━━━━━ DATA PROVIDED

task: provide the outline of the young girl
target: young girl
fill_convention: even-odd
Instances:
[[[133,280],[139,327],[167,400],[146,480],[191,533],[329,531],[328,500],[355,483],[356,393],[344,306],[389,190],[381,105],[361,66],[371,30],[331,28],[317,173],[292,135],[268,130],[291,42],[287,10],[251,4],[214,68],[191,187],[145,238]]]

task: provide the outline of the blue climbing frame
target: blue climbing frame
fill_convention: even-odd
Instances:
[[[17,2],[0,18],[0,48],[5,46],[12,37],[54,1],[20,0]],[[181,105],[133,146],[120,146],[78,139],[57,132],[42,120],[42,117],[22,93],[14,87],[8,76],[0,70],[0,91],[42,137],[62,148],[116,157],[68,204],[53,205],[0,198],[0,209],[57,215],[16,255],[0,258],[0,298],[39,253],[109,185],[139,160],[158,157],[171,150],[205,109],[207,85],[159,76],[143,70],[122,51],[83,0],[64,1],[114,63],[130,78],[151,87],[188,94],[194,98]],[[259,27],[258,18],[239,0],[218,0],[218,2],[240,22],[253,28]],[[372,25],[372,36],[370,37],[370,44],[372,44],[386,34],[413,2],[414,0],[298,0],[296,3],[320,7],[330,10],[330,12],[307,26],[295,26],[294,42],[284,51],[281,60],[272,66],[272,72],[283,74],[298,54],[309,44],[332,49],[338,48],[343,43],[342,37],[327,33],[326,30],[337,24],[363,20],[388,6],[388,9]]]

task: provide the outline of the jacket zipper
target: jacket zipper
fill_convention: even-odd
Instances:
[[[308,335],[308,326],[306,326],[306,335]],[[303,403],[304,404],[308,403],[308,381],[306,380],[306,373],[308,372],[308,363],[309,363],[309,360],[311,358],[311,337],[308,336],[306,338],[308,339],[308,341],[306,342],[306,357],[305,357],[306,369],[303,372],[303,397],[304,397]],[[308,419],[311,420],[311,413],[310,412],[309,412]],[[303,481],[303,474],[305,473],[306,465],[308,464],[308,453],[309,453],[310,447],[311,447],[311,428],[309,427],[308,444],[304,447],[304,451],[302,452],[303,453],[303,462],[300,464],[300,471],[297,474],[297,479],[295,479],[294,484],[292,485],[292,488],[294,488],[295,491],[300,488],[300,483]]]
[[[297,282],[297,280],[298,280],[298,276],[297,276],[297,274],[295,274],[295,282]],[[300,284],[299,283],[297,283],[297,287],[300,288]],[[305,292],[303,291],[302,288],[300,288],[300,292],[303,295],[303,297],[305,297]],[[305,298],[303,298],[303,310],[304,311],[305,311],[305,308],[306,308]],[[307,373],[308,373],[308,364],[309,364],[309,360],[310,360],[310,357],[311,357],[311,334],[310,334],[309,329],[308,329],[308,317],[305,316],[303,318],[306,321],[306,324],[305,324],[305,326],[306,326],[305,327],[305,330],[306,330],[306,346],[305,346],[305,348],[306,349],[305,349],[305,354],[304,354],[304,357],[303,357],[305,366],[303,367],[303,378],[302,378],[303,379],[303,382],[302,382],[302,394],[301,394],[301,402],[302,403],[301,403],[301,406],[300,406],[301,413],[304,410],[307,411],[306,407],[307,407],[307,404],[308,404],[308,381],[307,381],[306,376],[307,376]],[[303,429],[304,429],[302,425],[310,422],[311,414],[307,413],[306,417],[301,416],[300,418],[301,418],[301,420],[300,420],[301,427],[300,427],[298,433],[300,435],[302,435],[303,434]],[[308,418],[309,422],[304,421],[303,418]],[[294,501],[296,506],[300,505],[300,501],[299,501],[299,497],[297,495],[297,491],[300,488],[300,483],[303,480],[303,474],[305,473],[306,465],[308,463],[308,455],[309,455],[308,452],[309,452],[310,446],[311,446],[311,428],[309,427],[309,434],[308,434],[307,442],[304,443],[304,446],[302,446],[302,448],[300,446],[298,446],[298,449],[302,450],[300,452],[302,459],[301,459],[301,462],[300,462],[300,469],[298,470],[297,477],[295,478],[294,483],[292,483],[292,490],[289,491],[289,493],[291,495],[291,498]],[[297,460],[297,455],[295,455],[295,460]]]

━━━━━━━━━━

Every line above should be written out again exactly as it stands.

## RESULT OF THE TASK
task: provide the outline of the young girl
target: young girl
fill_convention: even-odd
Instances:
[[[133,280],[139,327],[167,400],[146,480],[191,533],[329,531],[328,500],[355,483],[356,393],[344,306],[389,190],[381,105],[361,66],[371,30],[331,28],[317,173],[292,135],[268,130],[291,42],[287,10],[251,4],[214,68],[191,187],[145,238]]]

task: provide the outline of the blue climbing frame
target: blue climbing frame
fill_convention: even-odd
Instances:
[[[17,2],[0,18],[0,48],[5,46],[12,37],[54,1],[20,0]],[[181,105],[133,146],[120,146],[78,139],[57,132],[42,120],[42,117],[22,93],[14,87],[8,76],[0,70],[0,91],[42,137],[62,148],[116,157],[68,204],[53,205],[0,198],[0,209],[57,215],[16,255],[0,258],[0,298],[39,253],[109,185],[139,160],[158,157],[171,150],[205,109],[207,85],[159,76],[143,70],[122,51],[83,0],[64,1],[114,63],[130,78],[151,87],[188,94],[194,98]],[[259,27],[258,18],[239,0],[218,0],[218,2],[240,22],[253,28]],[[372,25],[372,36],[370,37],[370,44],[372,44],[386,34],[413,2],[414,0],[298,0],[296,3],[320,7],[330,10],[330,12],[307,26],[295,26],[294,42],[284,51],[281,60],[272,66],[272,72],[283,74],[298,54],[309,44],[332,49],[338,48],[343,43],[342,37],[327,33],[326,30],[337,24],[363,20],[388,6],[388,9]]]

task: provide the outline of the jacket zipper
target: jacket zipper
fill_convention: even-odd
Instances:
[[[308,335],[308,326],[306,326],[306,335]],[[303,403],[304,404],[308,403],[308,381],[306,380],[306,373],[308,372],[308,363],[309,363],[309,360],[311,358],[311,337],[308,336],[306,338],[308,339],[308,341],[306,342],[306,357],[305,357],[306,369],[303,372],[303,397],[304,397]],[[308,419],[311,420],[311,413],[310,412],[309,412]],[[303,481],[303,474],[305,473],[306,465],[308,464],[308,453],[309,453],[310,447],[311,447],[311,428],[309,427],[308,444],[304,447],[304,451],[302,452],[303,453],[303,462],[300,464],[300,471],[297,474],[297,479],[295,479],[294,484],[292,485],[292,488],[294,488],[295,491],[300,488],[300,483]]]
[[[297,282],[297,280],[298,280],[298,276],[297,276],[297,274],[295,274],[295,282]],[[300,284],[299,283],[297,283],[297,287],[300,288]],[[305,292],[303,291],[302,288],[300,288],[300,292],[303,295],[303,297],[305,297]],[[305,298],[303,298],[303,310],[304,311],[305,311],[305,308],[306,308]],[[307,373],[308,373],[308,364],[309,364],[309,360],[310,360],[310,357],[311,357],[311,334],[310,334],[309,329],[308,329],[308,317],[305,316],[303,318],[306,321],[306,324],[305,324],[305,326],[306,326],[305,327],[305,330],[306,330],[306,346],[305,346],[305,348],[306,349],[305,349],[305,354],[304,354],[304,357],[303,357],[305,366],[303,367],[303,378],[302,378],[303,379],[303,382],[302,382],[302,394],[301,394],[301,402],[302,403],[301,403],[301,406],[300,406],[301,413],[304,410],[307,411],[306,407],[307,407],[307,404],[308,404],[308,381],[307,381],[306,376],[307,376]],[[303,429],[304,429],[302,425],[310,422],[311,414],[307,413],[306,417],[301,416],[300,418],[301,418],[301,420],[300,420],[301,427],[300,427],[298,433],[300,435],[302,435],[303,434]],[[308,418],[309,422],[304,421],[303,418]],[[294,501],[296,506],[300,505],[300,501],[299,501],[299,497],[297,495],[297,491],[300,488],[300,483],[303,480],[303,474],[305,473],[306,465],[308,463],[308,455],[309,455],[308,452],[309,452],[310,446],[311,446],[311,428],[309,427],[309,434],[308,434],[307,442],[304,443],[304,446],[302,446],[302,448],[300,446],[298,446],[298,449],[302,450],[300,452],[302,459],[301,459],[301,462],[300,462],[300,469],[298,470],[297,477],[295,478],[294,483],[292,483],[292,490],[289,491],[289,493],[291,495],[291,498]],[[297,460],[297,455],[295,455],[295,460]]]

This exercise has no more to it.